> Tasks:
• 1. According to the anti-racist curriculum excerpt, what single session on racism will not be enough?
• 2. From the anti-racist curriculum excerpt, write out the part that opens with the words containing "- The depth" and closes with "it well enough.".

BEGIN Selected excerpt

I still have many more books to read. Already my overriding sense is of having had my eyes opened by these writers’ perspectives and I know for sure that an anti-racist school curriculum needs to operate on many levels. I’ll need to explore these more fully in further blog-posts but my list of things to look at would include:
- Values and attitudes to racism within the community – of parents, students and teachers. For example, can we tackle white privilege if we don’t all accept it as a reality? We need a shared sense of our common anti-racism goals. How do we frame them? What then goes into a curriculum for personal development; into our ethos-reinforcement via assemblies and general messaging?
- The experience of BAME students and staff: There are issues around equalities in general – representation, employment, leadership roles and role-models etc – but also the day-to-day experience of being labelled and othered one way or another. (I read about a Black African heritage student who’d felt humiliated being the only black student in her GCSE history class – having the teacher and students turn to her constantly for her view about slavery. As if she had more personal insight or connection than her white peers; as if she somehow represented all black people and would necessarily want to share her personal perspective. There was a misjudgement on the teacher’s part – but probably one they were oblivious to. This needs to be explored; there are training needs — but who would be best placed to deliver it? )
- The content of the history curriculum: Surely the history of Britain includes the history of all British people. (I began to explore this here: British History; Black History: Everyone’s history.) That means a fairly wide-ranging history of migration, colonialism as well as the events that took place on British soil and/or shaped our institutions.
- Representation across the curriculum: How do we capture the diversity of perspectives in literature, art and music, for example – whilst also teaching a set of cornerstone canonical works? Are they at odds? What goes in; what goes out?
- The depth and focus of the science curriculum: I simply don’t think we do this well enough – teaching how inheritance really works (with updated ideas about genetics), teaching our wider history as a species evolving and then roaming the planet – all with a view of breaking down the racist pseudoscience that holds strong in so many quarters. I don’t even think all science teachers understand it well enough.
A lot of things to think about! Perhaps the thing overriding all of this is the need to make a plan for a process to deal with it all. A ‘first day back’ session on racism really won’t cut it. This needs a sustained process harnessing genuine expertise and wide consultation within the school community.
Making that plan would be a good place to begin. More to come…
*Backpack: A concept borrowed from Headteacher Sonia Thompson. Every child comes to school with their backpack of culture, knowledge, experience – the question is whether they ever get to share what’s in it.

END Selected excerpt
BEGIN Given information

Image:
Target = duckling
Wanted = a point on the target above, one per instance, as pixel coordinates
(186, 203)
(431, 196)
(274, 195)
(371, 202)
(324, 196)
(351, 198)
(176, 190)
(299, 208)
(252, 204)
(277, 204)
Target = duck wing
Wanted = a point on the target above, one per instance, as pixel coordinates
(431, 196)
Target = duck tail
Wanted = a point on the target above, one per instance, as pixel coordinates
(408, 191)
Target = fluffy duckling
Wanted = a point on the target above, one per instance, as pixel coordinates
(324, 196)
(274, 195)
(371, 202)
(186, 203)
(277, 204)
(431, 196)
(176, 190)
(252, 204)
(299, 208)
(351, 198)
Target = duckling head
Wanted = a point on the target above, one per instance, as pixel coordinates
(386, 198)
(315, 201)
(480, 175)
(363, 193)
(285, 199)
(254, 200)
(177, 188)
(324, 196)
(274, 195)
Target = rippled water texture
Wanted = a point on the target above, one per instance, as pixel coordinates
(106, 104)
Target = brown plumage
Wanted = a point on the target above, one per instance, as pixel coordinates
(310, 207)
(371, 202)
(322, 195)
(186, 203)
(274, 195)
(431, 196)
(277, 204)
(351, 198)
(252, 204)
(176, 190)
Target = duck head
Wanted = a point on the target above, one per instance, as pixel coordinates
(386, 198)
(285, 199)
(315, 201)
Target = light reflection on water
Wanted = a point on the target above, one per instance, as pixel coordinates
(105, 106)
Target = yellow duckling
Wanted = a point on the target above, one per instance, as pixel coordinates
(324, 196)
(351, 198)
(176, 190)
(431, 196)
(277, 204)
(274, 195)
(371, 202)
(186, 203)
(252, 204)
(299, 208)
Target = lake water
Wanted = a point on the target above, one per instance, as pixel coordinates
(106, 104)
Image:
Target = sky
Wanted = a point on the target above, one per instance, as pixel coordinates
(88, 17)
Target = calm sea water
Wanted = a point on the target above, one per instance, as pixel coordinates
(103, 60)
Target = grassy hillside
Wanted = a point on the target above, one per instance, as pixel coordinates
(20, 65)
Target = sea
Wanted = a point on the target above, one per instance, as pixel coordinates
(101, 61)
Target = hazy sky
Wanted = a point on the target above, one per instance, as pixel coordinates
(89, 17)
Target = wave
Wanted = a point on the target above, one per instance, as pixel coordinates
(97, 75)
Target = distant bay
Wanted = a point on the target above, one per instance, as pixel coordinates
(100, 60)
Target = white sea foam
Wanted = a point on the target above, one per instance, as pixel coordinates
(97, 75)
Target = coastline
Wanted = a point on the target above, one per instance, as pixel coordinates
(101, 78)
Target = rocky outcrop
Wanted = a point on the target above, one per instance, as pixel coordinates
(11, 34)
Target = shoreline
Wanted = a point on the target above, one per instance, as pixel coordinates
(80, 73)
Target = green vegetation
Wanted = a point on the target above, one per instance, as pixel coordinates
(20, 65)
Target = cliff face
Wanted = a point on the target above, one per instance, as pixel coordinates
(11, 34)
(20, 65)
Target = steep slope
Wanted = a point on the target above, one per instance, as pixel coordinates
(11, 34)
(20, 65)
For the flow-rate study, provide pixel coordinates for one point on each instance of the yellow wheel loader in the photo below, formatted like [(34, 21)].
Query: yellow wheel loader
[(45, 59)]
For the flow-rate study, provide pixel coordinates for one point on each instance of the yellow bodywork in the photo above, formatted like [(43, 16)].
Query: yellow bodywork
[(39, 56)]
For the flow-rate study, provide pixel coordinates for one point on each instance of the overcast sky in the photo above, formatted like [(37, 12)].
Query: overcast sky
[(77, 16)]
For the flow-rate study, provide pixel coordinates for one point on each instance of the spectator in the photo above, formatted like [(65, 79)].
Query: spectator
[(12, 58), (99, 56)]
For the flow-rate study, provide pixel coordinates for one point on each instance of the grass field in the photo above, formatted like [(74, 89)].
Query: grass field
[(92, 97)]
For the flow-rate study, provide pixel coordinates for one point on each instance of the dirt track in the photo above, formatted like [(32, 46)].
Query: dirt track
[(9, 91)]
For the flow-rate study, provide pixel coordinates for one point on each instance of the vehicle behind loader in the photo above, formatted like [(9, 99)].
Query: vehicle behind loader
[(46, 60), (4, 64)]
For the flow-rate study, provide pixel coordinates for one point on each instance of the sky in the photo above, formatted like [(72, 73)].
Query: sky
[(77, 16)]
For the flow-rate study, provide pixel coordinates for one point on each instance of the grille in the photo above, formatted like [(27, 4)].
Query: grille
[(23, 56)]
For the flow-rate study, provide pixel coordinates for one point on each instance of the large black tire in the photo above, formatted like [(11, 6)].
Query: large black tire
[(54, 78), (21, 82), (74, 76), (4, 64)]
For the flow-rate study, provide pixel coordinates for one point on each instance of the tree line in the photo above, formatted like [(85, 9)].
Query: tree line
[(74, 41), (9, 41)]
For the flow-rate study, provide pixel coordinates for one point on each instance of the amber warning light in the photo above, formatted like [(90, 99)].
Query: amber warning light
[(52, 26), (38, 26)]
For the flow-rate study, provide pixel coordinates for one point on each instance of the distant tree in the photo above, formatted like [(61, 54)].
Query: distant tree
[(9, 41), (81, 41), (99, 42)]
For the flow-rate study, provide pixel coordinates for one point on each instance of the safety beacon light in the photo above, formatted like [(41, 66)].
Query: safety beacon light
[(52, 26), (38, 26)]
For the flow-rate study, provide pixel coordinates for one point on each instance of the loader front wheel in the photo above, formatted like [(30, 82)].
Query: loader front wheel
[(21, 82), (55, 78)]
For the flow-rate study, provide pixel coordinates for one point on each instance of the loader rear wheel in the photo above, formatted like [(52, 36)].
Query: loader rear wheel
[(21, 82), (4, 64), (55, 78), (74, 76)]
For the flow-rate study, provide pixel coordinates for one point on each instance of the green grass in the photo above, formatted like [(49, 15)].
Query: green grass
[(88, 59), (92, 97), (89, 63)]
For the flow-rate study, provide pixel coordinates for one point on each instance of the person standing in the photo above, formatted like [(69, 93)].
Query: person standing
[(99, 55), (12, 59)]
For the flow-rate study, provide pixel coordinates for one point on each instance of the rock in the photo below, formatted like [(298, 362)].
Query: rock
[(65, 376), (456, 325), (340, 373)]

END Given information

> Results for the exercise:
• 1. A "first day back" session on racism.

• 2.
- The depth and focus of the science curriculum: I simply don’t think we do this well enough – teaching how inheritance really works (with updated ideas about genetics), teaching our wider history as a species evolving and then roaming the planet – all with a view of breaking down the racist pseudoscience that holds strong in so many quarters. I don’t even think all science teachers understand it well enough.